• Text provided
####################

Nicaragua's Ortega wins new term in 'sham' election after opponents jailed

Daniel Ortega won a fourth consecutive presidential term in Nicaragua Monday in a vote denounced by the United States as a "pantomime election." Authorities had banned country's main opposition alliance from contesting seats.

Daniel Ortega won a fourth consecutive presidential term Monday in elections denounced by the United States as a "sham," with the long-term Nicaraguan leader deriding his opponents – most of them jailed or in exile – as "terrorists."

With ballots in 49 percent of polling stations counted, Ortega had 75 percent of votes, according to official partial results from the country's Supreme Electoral Council.

With seven would-be presidential challengers detained since June, the 75-year-old was assured a fourth consecutive five-year term – his fifth overall. The five contenders he did face have been dismissed by critics as regime loyalists.

Late on Sunday night, some of Ortega's followers began to celebrate on the streets of the capital Managua even before the final result. 

"Yes we did it, Daniel, Daniel!" they shouted in several neighbourhoods as fireworks went off.  

US President Joe Biden said in a statement on Sunday that the outcome was "rigged" long before the "sham" election.

"What Nicaraguan President Daniel Ortega and his wife, Vice-President Rosario Murillo, orchestrated today was a pantomime election that was neither free nor fair, and most certainly not democratic," the president said, adding the pair now run Nicaragua "as autocrats."

Former guerilla hero Ortega launched a new attack on his opponents Sunday, saying: "This day we are standing up to those who promote terrorism, finance war, to those who sow terror, death."

He was referring to Nicaraguans who took part in massive protests against his government in 2018, which were met with a violent crackdown that claimed more than 300 lives in Central America's poorest country.

Some 150 people have been jailed since then, including 39 opposition figures rounded up since June in the run-up to the vote. 

 

'Police state'

Polling stations closed Sunday after 11 hours of voting under the watchful eye of 30,000 police and soldiers.

The Nicaraguan Centre for Human Rights (CENIDH) said Nicaragua was a "police state" using tactics of "fear [and] social control" to "crush the opposition."

The opposition said the vote was marked by mass abstention even as the government claimed a turnout of 65 percent.

Fear vied with apathy among the 4.4 million Nicaraguans eligible to cast votes in the country of 6.5 million.

"No-one from my family went to vote. This was a mockery for Nicaraguans," said a 49-year-old woman who runs a grocery store.

Like many others, she was too scared to give her name.

Short lines of voters wearing face masks could be seen at some of the 13,459 polling stations, but many were empty when AFP visited.

At one of them, Pablo de Jesús Rodríguez, a 26-year-old carpenter and bricklayer, told AFP: "The president has done good things for our country," as he cast his vote.

There were protests Sunday in Costa Rica, Spain, the United States and Guatemala, countries that are home to thousands of Nicaraguan exiles.

####################

• Dataset excerpt
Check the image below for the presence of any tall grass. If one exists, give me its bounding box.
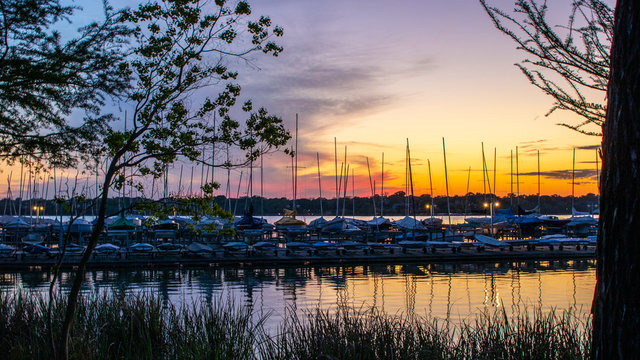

####################

• Set tasks
A - In the article on Nicaragua's election, how many police and soldiers watched over the voting?
B - Summarize the article on Nicaragua's election in two sentences.

• In response
A - 30,000 police and soldiers.

B - Daniel Ortega won a fourth consecutive presidential term in Nicaragua, taking 75 percent of votes in partial official results, after seven would-be challengers had been detained since June, and the United States denounced the vote as a sham. Ortega called his opponents terrorists, while a Nicaraguan human rights center described the country as a "police state" and the opposition said the vote was marked by mass abstention.